WHAT YOU NEED TO DO »
1/ Decide whether each statement agrees with the blog post, answering yes or no and quoting the words that settle it: (a) Nipper was thirteen years old. (b) Nipper died while the narrator's parents were at home with him. (c) The narrator's childhood dog was called Rusty.
2/ Reproduce the blog post from "My parents had" down to "neglected or anything.", replacing "Texas" with "Alaska".
3/ Render this sentence from the blog post in Spanish: "Wil’s post reminded me of the weirdest thing that happened over the weekend."

SELECTION »

----

Dead dogs and weird children

 

 

Wil Wheaton’s dog died – losing a pet is horrible. I know the cynics will roll their eyes but if you’ve lived with an animal – especially a dog – it’s almost impossible not to imbue them with human characteristics. They become friends. And they’re more reliable than most humans. I can still be brought to sudden tears if the memories of my childhood dog’s (Rusty) death sneak up on me…
 
Wil’s post reminded me of the weirdest thing that happened over the weekend.
 
My parents had a dog that died about 18 months ago. Nipper was a Yorkshire terrier/Highland terrier cross and – as the mix of breeds implies – he was a hugely energetic, mentally unstable, tiny ball of fluff with an ego the size of Texas. He was old (thirteen) and hadn’t been particularly well for a long time. But he died when my parents were over here with us for my daughter’s birthday party and it was an unpleasant shock for them to come home to. Nipper had been staying with the neighbours – in whose house he probably spent almost as much time as he did with my parents – so it wasn’t as though he was being neglected or anything.

----

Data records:
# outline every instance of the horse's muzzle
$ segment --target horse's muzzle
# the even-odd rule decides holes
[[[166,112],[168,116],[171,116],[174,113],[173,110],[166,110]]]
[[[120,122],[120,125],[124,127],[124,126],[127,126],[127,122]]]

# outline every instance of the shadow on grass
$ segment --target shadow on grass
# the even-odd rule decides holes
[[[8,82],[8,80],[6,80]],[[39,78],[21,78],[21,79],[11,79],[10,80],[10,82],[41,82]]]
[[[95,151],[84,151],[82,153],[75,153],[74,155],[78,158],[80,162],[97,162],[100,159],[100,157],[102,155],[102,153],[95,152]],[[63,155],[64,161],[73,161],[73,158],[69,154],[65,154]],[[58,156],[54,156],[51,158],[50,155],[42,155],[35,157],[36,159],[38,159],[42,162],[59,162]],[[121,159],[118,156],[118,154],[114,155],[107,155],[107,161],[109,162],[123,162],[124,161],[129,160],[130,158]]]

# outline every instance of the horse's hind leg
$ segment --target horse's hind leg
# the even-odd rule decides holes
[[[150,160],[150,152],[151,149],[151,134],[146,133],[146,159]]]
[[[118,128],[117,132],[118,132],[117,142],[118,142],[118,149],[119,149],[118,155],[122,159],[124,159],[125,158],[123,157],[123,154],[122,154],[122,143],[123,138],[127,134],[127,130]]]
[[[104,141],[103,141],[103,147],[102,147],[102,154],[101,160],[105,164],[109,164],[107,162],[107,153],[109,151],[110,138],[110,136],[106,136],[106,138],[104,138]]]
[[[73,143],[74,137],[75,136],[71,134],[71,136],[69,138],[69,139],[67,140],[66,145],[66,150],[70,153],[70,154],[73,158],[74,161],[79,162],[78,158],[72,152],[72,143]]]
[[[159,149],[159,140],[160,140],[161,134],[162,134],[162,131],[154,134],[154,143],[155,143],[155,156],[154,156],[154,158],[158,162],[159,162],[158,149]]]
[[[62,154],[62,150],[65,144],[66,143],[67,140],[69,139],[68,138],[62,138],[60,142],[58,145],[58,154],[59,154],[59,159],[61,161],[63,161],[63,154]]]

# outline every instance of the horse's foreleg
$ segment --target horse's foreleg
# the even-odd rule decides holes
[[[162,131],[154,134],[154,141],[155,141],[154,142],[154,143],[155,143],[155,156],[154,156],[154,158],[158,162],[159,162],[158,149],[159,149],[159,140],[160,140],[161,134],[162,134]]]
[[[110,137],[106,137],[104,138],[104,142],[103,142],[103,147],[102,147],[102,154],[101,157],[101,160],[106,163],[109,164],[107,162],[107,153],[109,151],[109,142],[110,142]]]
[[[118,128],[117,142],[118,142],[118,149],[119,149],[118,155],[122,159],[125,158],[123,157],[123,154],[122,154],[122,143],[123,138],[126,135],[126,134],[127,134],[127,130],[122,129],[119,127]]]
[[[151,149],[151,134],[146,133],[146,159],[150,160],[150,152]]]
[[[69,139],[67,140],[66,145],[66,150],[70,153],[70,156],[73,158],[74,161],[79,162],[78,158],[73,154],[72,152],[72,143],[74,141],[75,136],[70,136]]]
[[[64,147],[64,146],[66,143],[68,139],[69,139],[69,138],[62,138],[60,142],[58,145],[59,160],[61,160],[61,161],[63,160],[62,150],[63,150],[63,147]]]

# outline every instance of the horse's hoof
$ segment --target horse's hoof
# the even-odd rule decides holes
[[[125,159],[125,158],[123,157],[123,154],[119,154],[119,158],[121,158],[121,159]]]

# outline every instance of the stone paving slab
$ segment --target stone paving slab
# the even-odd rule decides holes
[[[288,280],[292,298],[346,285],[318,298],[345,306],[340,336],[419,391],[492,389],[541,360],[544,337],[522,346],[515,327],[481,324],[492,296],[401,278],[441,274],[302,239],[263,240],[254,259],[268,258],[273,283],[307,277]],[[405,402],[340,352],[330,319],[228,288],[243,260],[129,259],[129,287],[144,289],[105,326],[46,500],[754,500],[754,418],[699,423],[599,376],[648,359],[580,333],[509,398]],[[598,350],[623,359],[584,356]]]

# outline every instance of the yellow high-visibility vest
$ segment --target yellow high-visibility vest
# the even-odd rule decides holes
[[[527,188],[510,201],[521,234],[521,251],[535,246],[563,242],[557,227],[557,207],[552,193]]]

----

TASK-BY-TASK ANSWERS »
1/ (a) Yes: "He was old (thirteen)". (b) No: "he died when my parents were over here with us for my daughter’s birthday party". (c) Yes: "my childhood dog’s (Rusty) death".

2/
My parents had a dog that died about 18 months ago. Nipper was a Yorkshire terrier/Highland terrier cross and – as the mix of breeds implies – he was a hugely energetic, mentally unstable, tiny ball of fluff with an ego the size of Alaska. He was old (thirteen) and hadn’t been particularly well for a long time. But he died when my parents were over here with us for my daughter’s birthday party and it was an unpleasant shock for them to come home to. Nipper had been staying with the neighbours – in whose house he probably spent almost as much time as he did with my parents – so it wasn’t as though he was being neglected or anything.

3/ La publicación de Wil me recordó lo más extraño que ocurrió durante el fin de semana.